| What this task involves |
Pictures do not belong in the copy, so please give every entry below again exactly.

....

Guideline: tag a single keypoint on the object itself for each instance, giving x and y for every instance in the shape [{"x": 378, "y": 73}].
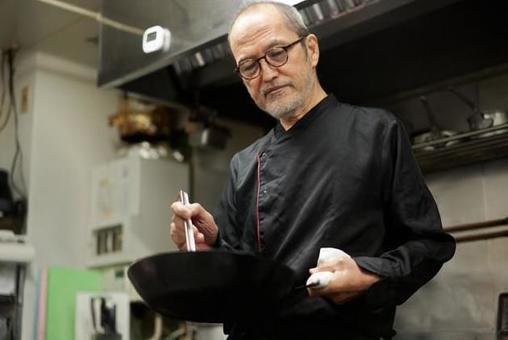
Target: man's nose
[{"x": 268, "y": 72}]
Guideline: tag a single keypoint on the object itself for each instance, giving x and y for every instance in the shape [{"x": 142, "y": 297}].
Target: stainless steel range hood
[
  {"x": 370, "y": 48},
  {"x": 198, "y": 30}
]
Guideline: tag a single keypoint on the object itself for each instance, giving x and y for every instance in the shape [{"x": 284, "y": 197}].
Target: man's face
[{"x": 280, "y": 91}]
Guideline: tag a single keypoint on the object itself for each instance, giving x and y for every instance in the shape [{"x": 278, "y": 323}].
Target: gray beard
[{"x": 280, "y": 110}]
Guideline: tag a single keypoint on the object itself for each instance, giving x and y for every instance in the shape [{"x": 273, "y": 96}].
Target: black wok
[{"x": 211, "y": 286}]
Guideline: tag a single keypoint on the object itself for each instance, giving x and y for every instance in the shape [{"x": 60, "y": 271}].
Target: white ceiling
[{"x": 33, "y": 25}]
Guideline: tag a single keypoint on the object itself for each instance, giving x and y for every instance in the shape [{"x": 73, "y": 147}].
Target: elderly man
[{"x": 327, "y": 175}]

....

| Written reply |
Guideline: tag a single keypoint on the object itself for each instance, giving x and y for every instance in the shape [{"x": 378, "y": 73}].
Target: man's nose
[{"x": 268, "y": 72}]
Guideline: tag a single keypoint on the object itself for each instance, giving x and y for every instance in the shape [{"x": 142, "y": 297}].
Target: stainless steel range hood
[
  {"x": 370, "y": 48},
  {"x": 198, "y": 30}
]
Guideline: tag a single keypoint on the object itself for each instance, giving x and y for every instance in the shape [{"x": 284, "y": 197}].
Target: man's face
[{"x": 280, "y": 91}]
Guideline: tag a single keypoint on the object itself for each instance, giving x and y for every instance in the shape [{"x": 278, "y": 323}].
Target: gray beard
[{"x": 280, "y": 110}]
Guideline: tag a single keypoint on the object itself for each instance, giving x and y for every instance in the shape [{"x": 273, "y": 96}].
Target: black wok
[{"x": 211, "y": 286}]
Guideline: tag a single keypoint on the object itself for each instance, giving x and y for every instance in the shape [{"x": 60, "y": 271}].
Target: white ceiling
[{"x": 33, "y": 25}]
Guideline: tag a single keypoint on the object itself for each instance, giving x and y for every instance in the shape [{"x": 73, "y": 147}].
Target: elderly man
[{"x": 327, "y": 175}]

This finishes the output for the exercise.